§ **Text**

+ + + + + + +

Opened 3 years ago
Closed 4 weeks ago
#59239 closed defect (bug) (fixed)
wp_generate_uuid4 collisions
| Reported by: |
|
Owned by: |
|
|---|---|---|---|
| Milestone: | 7.0 | Priority: | normal |
| Severity: | normal | Version: | |
| Component: | General | Keywords: | has-patch needs-testing commit |
| Focuses: | Cc: |
Description
It seems like wp_generate_uuid4() is prone to creating UUID collisions, since it internally uses mt_rand, which uses a 32-bit seed. When this seed repeats, it will generate the same UUID twice. Maybe it should be updated to use wp_rand instead which uses random_int so it's backed by a real CSPRNG?
Change History (19)
This ticket was mentioned in PR #10694 on WordPress/wordpress-develop by @johnbillion.
3 months ago
#2
- Keywords has-patch added
Trac ticket: #59239
#4
follow-up:
↓ 9
@
3 months ago
One concern I have is that with this change in place, wp_generate_uuid4() now relies on a pluggable function. This means it would break any code that calls wp_generate_uuid4() before the plugins_loaded hook. What's the likelihood of this? Low, but perhaps a plugin somewhere is generating a UUID for each request for logging purposes.
#5
@
3 months ago
I created this ticket too because I observed some collisions when generating UUIDs with wp_generate_uuid4(). According to PHP documentation, after 80,000 iterations the chance of a collision is 50%. I tested this myself by generating UUIDs using this function in a loop and after few minutes I managed to generate a collision around 80,000 iterations.
It seems like wp_rand() is a wrapper around random_int() and it only uses a fallback if the random_int() throws an exception (no random source available) or the function is not available. As it was added in PHP 7.0 that's probably not relevant in current WordPress versions as they don't support PHP 5 any longer.
I think it could be possible to just use random_int() directly if wp_rand() is not available. If that's too much duplicate code it might be possible to drop wp_rand() completely and just use random_int() so the function works without the dependency on pluggable functions being loaded.

+ + + + + + +

§ **Dataset extract**
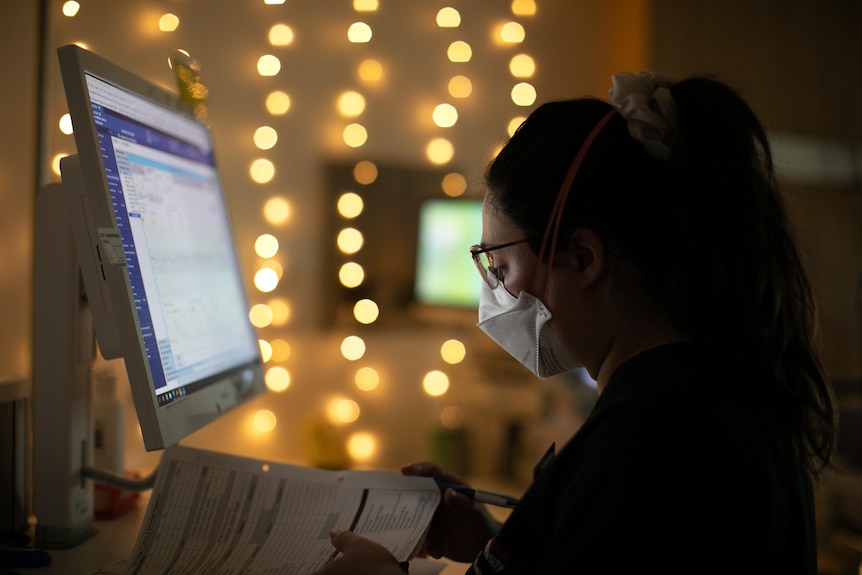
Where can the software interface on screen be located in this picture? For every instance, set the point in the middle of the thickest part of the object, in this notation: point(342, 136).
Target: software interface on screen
point(175, 237)
point(445, 273)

+ + + + + + +

§ **To do**
Please rewrite the ticket thread from "It seems like wp_rand()" up to and including "functions being loaded.", putting "backup" in place of "fallback".

§ **Exercise output**
It seems like wp_rand() is a wrapper around random_int() and it only uses a backup if the random_int() throws an exception (no random source available) or the function is not available. As it was added in PHP 7.0 that's probably not relevant in current WordPress versions as they don't support PHP 5 any longer.
I think it could be possible to just use random_int() directly if wp_rand() is not available. If that's too much duplicate code it might be possible to drop wp_rand() completely and just use random_int() so the function works without the dependency on pluggable functions being loaded.